Prompt 1
Which health effects of radio wave exposure do the studies cited by smart meter opponents report, according to the article on EWEB's smart meter plan? List every one.
Prompt 2
Carry on the article on EWEB's smart meter plan from where it stops.

Passage

Posted by Bob on 8/15/2013 to
"Smart" Meters
Original Source
Nearly two dozen impassioned Eugene Water & Electric Board customers spoke to EWEB commissioners Tuesday night against the utility’s plan to install wireless “smart” meters by 2017.

Daniela Arnon said she experiences health issues that are caused from radio frequencies transmitted from wireless technologies, such as cell phones and WiFi. She said she has heart palpitations, nausea and ear pain.
If the utility decides to install smart meters that would also emit radio frequencies when they digitally transmit household energy consumption data to EWEB, she said she’d expect her symptoms to worsen.
She told commissioners during the meeting at EWEB’s riverfront headquarters that she refuses to call the meters “smart.”
“I call them ‘toxic’ meters, or ‘s’ meters,” Arnon said.
Those opposed to the smart meters cite studies that have found that exposure to radio waves can cause fatigue, dizziness, nausea, headaches, insomnia and a greater likelihood of cancer.
Several people raised other concerns to commissioners, saying the $24 million project would be a waste of money and that the wireless technology would make Eugene vulnerable to cyber attack.
“I don’t want it,” customer Bill Evans said. “It feels like an invasion to me.”
The public comment session, which was scheduled to last 30 minutes, lasted about an hour as 19 people testified in front of the commissioners.
EWEB’s five-member elected board is expected to vote on the project in October. Commissioners also will vote to approve a five-year contract with Sensus Metering Systems, a North Carolina-based smart meter manufacturer.
The utility would replace about 88,000 electric meters and 54,000 water meters with the smart meters, which contain a small radio inside them to transmit energy consumption. Customers who don’t want the wireless meter will be able to opt out but would most likely have to pay more than $200 a year.

Supplied information
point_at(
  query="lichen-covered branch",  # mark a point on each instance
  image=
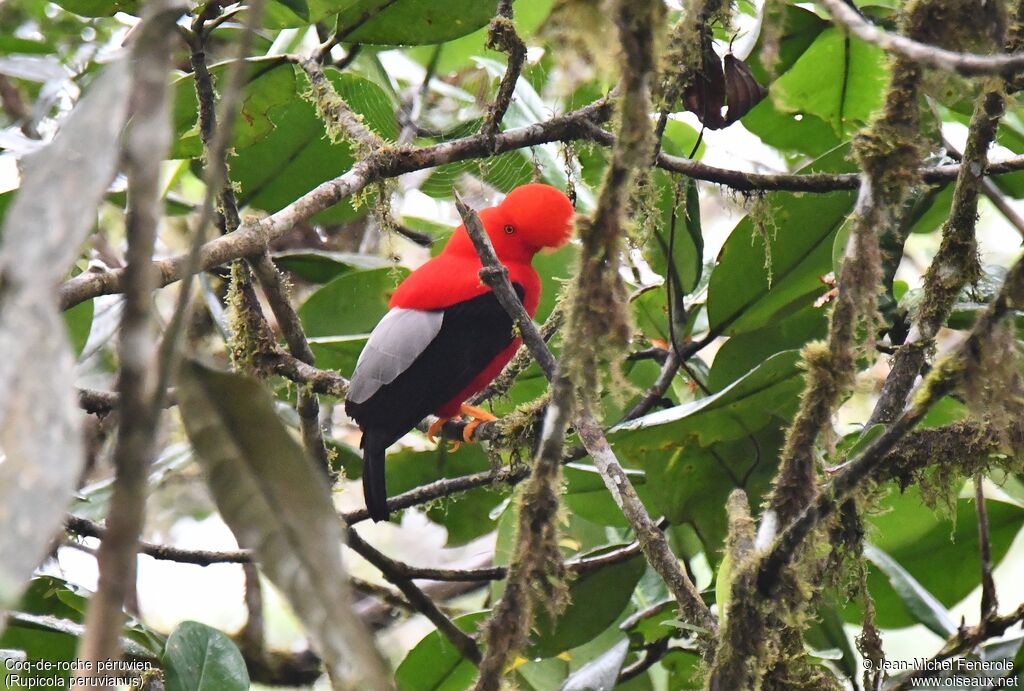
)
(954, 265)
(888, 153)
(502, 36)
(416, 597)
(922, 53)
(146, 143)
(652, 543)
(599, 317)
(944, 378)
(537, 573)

---

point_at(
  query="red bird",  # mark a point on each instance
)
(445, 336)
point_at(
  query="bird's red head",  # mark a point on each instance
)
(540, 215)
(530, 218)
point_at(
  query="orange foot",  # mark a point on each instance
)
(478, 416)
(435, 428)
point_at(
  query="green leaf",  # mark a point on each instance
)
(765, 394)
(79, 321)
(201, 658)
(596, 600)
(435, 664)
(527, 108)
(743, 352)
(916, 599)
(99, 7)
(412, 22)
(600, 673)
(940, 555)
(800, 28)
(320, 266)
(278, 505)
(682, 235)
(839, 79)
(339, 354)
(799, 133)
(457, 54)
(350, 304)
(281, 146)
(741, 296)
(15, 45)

Answer 1
- Fatigue
- Dizziness
- Nausea
- Headaches
- Insomnia
- A greater likelihood of cancer

Answer 2
EWEB predicts that it will save $9 million over a 20-year period with smart meters — less than the $20 million staff previously said it could save, smart meter project manager Greg Armstead told commissioners.
EWEB spokesman Lance Robertson said the utility decided to go with “more conservative numbers” when presenting to the board.
The bulk of the savings would come from not hiring employees to manually read the meters and not making frequent trips to customers’ homes to manually turn the power on and off, he said.
The utility would eliminate 20 employees, mostly meter readers. EWEB estimates that it will add two full-time employees and one part-time employee to work with the new system.
Commissioner Steve Mital was especially interested in learning that the meters could help the utility conserve water.
Customers can look at how and when they consume the most water with a smart meter through an in-home display, which EWEB hopes will give incentive to cut energy consumption.
Board president John Simpson said that although he hasn’t made up his mind about smart meters, he is mostly in favor of the technology.
“Whether EWEB installs smart meters or not, you’ve got to wake up and smell the roses,” he told the packed room. “There are radios everywhere. I probably can’t even count the number of radios that are in this room.”
His comments elicited responses from the crowd. Several people yelled that radio towers are causing health problems.
“We’ve been using radios for nearly a century,” Simpson said. “How do we know radios are causing the problem?”